### KUTIPAN BACAAN
KEDIRI (RadarJatim.id) Ketegangan internal di tubuh Pengurus Besar Nahdlatul Ulama (PBNU) akhirnya mendorong diambilnya langkah strategis: Muktamar Ke-35 NU diputuskan untuk digelar secepat mungkin sebagai jalan keluar konstitusional guna mengakhiri konflik yang kian memanas.
Keputusan krusial itu lahir dari Rapat Konsultasi Syuriyah PBNU bersama Mustasyar PBNU di Pondok Pesantren Lirboyo, Kediri, Kamis (25/12/2025), yang dihadiri para tokoh paling berpengaruh dalam struktur NU.
Forum tersebut mempertemukan Rais ‘Aam PBNU KH Miftachul Akhyar, Ketua Umum PBNU KH Yahya Cholil Staquf (Gus Yahya), jajaran Syuriyah–Tanfidziyah, serta para ulama sepuh NU. Sejumlah figur sentral turut hadir, di antaranya KH Ma’ruf Amin, Wakil Presiden RI 2019–2024 sekaligus Mustasyar PBNU, KH Anwar Manshur, KH Nurul Huda Djazuli, KH Abdullah Ubab Maimoen, dan KH Machasin.
KH Ma’ruf Amin sebelumnya mengikuti rangkaian musyawarah secara daring dan pada pertemuan di Lirboyo ini hadir langsung menyampaikan pandangan demi mendorong penyelesaian konflik.
Konflik internal PBNU yang bermula dari perbedaan pandangan soal kepemimpinan telah berkembang menjadi polemik terbuka yang menimbulkan kegelisahan luas di kalangan warga NU. Eskalasi konflik dinilai berpotensi mengganggu stabilitas jam’iyyah dan mereduksi kewibawaan organisasi keagamaan terbesar di Indonesia itu.
Serangkaian upaya islah telah ditempuh melalui musyawarah di berbagai pesantren besar, mulai dari Ploso Kediri, Tebuireng Jombang, hingga Musyawarah Kubro di Lirboyo pada 21 Desember 2025 yang melibatkan PWNU dan PCNU se-Indonesia. Namun, ketegangan belum mereda.

### TANTANGAN
1. Tuliskan kembali bagian artikel tentang konflik PBNU mulai dari "Forum tersebut mempertemukan" sampai dengan "mendorong penyelesaian konflik.", tanpa mengubah apa pun.
2. Menurut artikel tentang konflik PBNU, di mana Rapat Konsultasi Syuriyah PBNU bersama Mustasyar PBNU diadakan?
Gunakan hanya artikel di atas sebagai sumber.

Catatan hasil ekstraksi
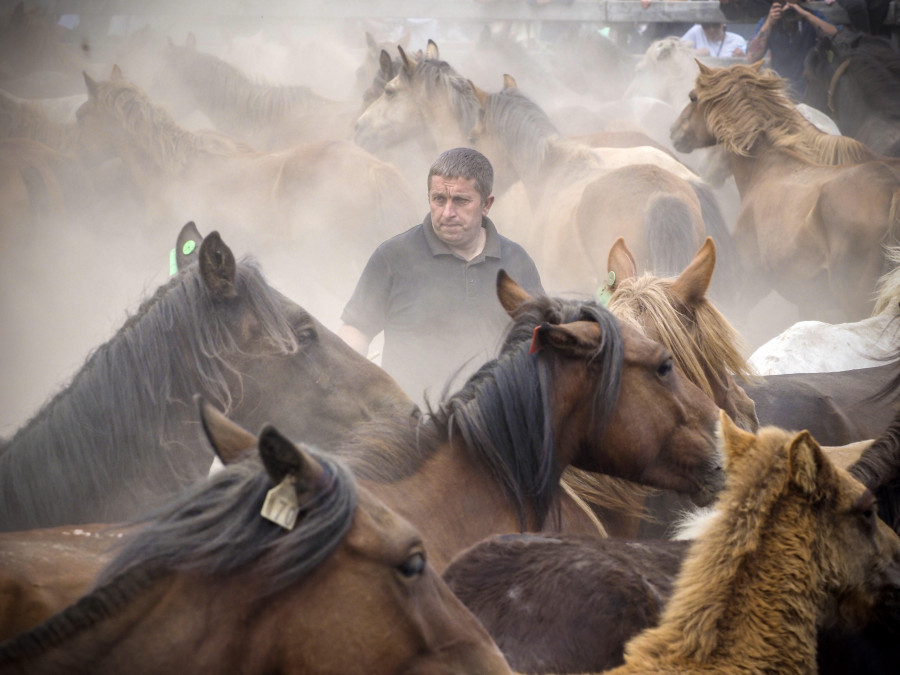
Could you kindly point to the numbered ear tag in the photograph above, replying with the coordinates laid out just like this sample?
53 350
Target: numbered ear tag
281 505
604 293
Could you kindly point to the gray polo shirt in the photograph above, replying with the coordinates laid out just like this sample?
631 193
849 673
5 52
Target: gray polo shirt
438 312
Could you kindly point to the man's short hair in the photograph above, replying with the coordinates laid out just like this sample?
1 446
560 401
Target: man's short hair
465 163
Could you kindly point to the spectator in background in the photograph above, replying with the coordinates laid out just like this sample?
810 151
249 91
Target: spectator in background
788 32
711 39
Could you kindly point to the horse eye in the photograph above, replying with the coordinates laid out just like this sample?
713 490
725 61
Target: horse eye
665 367
413 566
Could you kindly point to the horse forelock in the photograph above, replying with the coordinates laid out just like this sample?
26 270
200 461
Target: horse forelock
116 417
215 528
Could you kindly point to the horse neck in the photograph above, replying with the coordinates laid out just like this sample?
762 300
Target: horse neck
733 598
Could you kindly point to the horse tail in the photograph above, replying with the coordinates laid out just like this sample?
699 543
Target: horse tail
728 275
670 233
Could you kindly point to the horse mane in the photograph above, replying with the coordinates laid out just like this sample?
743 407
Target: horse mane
24 119
502 414
530 136
225 87
177 344
746 107
887 290
702 342
438 77
214 528
154 129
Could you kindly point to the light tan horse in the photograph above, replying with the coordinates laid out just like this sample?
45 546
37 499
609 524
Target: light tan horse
318 210
584 197
795 541
814 233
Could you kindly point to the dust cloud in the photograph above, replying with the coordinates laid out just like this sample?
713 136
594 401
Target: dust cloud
76 261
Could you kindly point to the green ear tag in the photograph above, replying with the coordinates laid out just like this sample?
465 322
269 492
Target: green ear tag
604 293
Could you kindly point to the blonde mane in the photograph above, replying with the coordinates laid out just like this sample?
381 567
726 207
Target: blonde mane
747 110
169 145
703 343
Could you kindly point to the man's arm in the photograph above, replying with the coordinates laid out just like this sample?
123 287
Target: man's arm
355 338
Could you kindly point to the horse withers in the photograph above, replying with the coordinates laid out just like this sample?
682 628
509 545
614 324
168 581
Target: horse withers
313 574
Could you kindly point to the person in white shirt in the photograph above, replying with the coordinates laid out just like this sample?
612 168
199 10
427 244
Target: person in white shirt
711 39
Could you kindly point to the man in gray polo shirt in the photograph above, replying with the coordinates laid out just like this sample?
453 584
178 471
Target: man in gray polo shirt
432 289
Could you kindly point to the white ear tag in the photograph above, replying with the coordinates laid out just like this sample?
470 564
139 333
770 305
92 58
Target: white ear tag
281 505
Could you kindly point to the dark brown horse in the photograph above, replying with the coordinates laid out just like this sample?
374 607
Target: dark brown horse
601 593
572 386
123 435
314 575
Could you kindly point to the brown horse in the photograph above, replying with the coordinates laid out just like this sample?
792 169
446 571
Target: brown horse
317 211
571 387
123 435
812 232
707 349
266 116
290 557
584 198
794 539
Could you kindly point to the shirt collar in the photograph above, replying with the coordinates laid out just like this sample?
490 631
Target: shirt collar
491 244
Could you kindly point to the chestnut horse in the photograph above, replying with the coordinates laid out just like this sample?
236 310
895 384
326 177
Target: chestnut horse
794 543
289 556
814 233
571 387
123 435
316 211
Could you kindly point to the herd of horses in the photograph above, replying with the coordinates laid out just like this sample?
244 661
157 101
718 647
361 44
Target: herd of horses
225 485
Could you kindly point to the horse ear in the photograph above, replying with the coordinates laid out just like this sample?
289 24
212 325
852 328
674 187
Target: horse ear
691 285
386 65
409 64
621 261
480 94
511 295
281 459
91 84
577 339
735 441
217 267
230 441
807 464
187 245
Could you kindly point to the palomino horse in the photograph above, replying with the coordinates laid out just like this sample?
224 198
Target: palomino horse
289 556
581 196
830 256
816 347
123 434
855 79
268 117
570 387
794 543
317 211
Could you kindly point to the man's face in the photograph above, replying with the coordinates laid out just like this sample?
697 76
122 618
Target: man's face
456 210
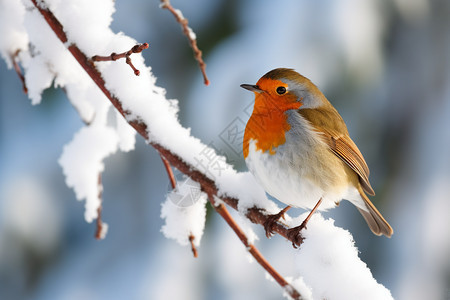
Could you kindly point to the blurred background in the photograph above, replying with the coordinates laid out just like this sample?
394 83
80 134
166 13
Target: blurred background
385 65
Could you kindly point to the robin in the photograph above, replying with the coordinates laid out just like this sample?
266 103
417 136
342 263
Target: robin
298 148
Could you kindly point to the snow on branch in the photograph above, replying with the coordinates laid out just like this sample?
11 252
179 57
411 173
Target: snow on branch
114 56
138 102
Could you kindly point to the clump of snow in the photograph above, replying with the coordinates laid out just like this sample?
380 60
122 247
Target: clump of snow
328 263
82 164
184 212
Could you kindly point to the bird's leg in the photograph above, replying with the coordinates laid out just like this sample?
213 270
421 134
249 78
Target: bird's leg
294 233
273 219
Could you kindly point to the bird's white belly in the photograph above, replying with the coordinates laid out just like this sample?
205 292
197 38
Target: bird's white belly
290 182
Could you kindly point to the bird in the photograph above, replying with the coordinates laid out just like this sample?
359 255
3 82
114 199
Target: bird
298 148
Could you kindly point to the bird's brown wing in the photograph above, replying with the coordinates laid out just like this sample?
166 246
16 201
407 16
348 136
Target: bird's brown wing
344 148
330 125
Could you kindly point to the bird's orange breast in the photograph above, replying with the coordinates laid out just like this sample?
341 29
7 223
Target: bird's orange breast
268 123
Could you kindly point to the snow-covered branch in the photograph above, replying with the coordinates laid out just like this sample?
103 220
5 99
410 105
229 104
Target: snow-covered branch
139 103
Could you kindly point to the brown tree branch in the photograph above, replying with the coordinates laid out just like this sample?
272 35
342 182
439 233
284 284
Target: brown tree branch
194 249
100 232
169 171
165 4
223 211
114 56
19 71
255 215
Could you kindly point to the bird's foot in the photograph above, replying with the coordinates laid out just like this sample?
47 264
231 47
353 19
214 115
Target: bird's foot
272 220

### JAWABAN AKHIR
1.
Forum tersebut mempertemukan Rais ‘Aam PBNU KH Miftachul Akhyar, Ketua Umum PBNU KH Yahya Cholil Staquf (Gus Yahya), jajaran Syuriyah–Tanfidziyah, serta para ulama sepuh NU. Sejumlah figur sentral turut hadir, di antaranya KH Ma’ruf Amin, Wakil Presiden RI 2019–2024 sekaligus Mustasyar PBNU, KH Anwar Manshur, KH Nurul Huda Djazuli, KH Abdullah Ubab Maimoen, dan KH Machasin.
KH Ma’ruf Amin sebelumnya mengikuti rangkaian musyawarah secara daring dan pada pertemuan di Lirboyo ini hadir langsung menyampaikan pandangan demi mendorong penyelesaian konflik.

2. Di Pondok Pesantren Lirboyo, Kediri.